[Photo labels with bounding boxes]
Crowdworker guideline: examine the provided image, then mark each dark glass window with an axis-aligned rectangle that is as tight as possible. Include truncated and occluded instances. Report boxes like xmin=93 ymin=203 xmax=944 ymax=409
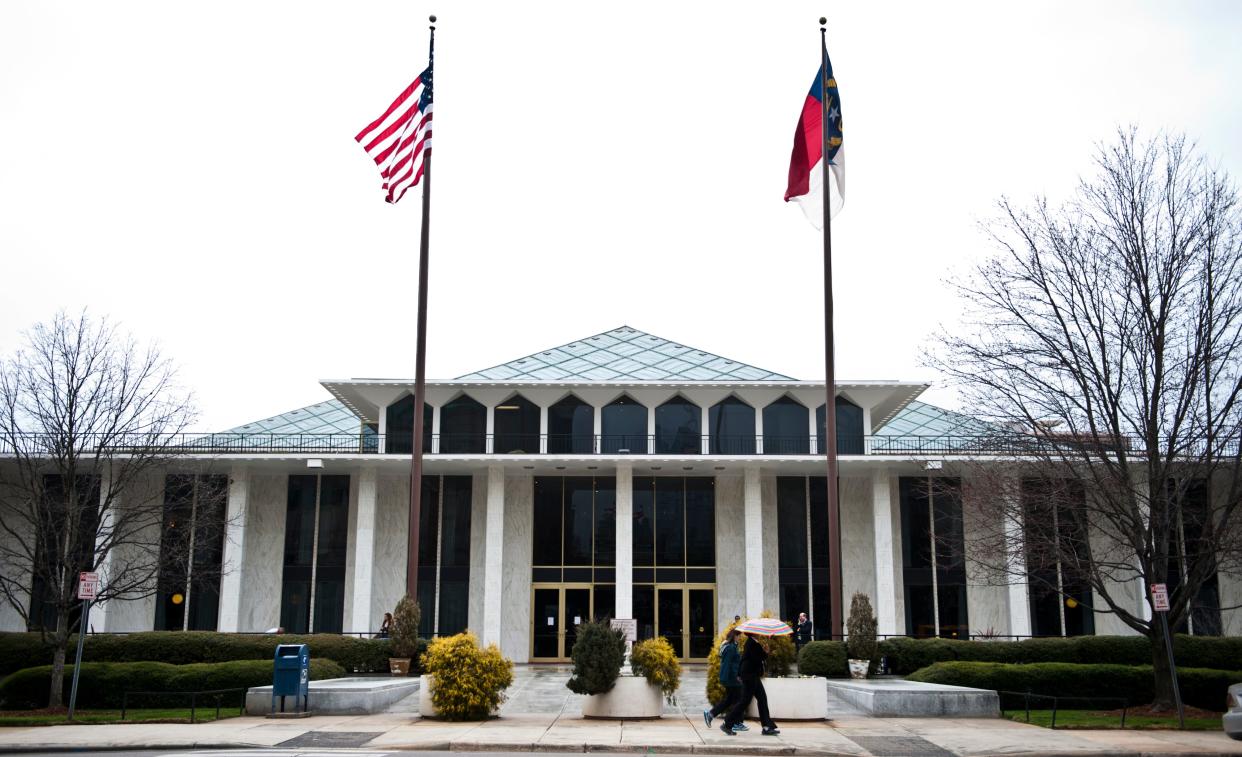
xmin=815 ymin=397 xmax=867 ymax=454
xmin=492 ymin=395 xmax=539 ymax=454
xmin=600 ymin=395 xmax=647 ymax=454
xmin=656 ymin=396 xmax=703 ymax=454
xmin=440 ymin=395 xmax=487 ymax=454
xmin=154 ymin=475 xmax=229 ymax=630
xmin=707 ymin=395 xmax=755 ymax=454
xmin=532 ymin=477 xmax=616 ymax=565
xmin=899 ymin=477 xmax=969 ymax=639
xmin=548 ymin=395 xmax=595 ymax=454
xmin=633 ymin=477 xmax=656 ymax=563
xmin=384 ymin=395 xmax=433 ymax=454
xmin=764 ymin=395 xmax=811 ymax=454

■ What is expected ■
Please write out the records above again, swapping "dark glass window" for "tinted window" and changing nothing else. Leave the pictures out.

■ Written reply ■
Crowdworker guideline: examine the provided image, then mark each tinted window with an axis-aligned rectangle that is as tight as possible. Include truncated and occluded instances. Report boxes like xmin=93 ymin=203 xmax=944 ymax=409
xmin=815 ymin=397 xmax=867 ymax=454
xmin=492 ymin=395 xmax=539 ymax=454
xmin=600 ymin=395 xmax=647 ymax=454
xmin=656 ymin=396 xmax=703 ymax=454
xmin=440 ymin=395 xmax=487 ymax=454
xmin=154 ymin=475 xmax=229 ymax=630
xmin=707 ymin=395 xmax=755 ymax=454
xmin=532 ymin=477 xmax=616 ymax=565
xmin=899 ymin=477 xmax=969 ymax=639
xmin=548 ymin=395 xmax=595 ymax=454
xmin=633 ymin=477 xmax=656 ymax=563
xmin=384 ymin=395 xmax=433 ymax=454
xmin=764 ymin=395 xmax=811 ymax=454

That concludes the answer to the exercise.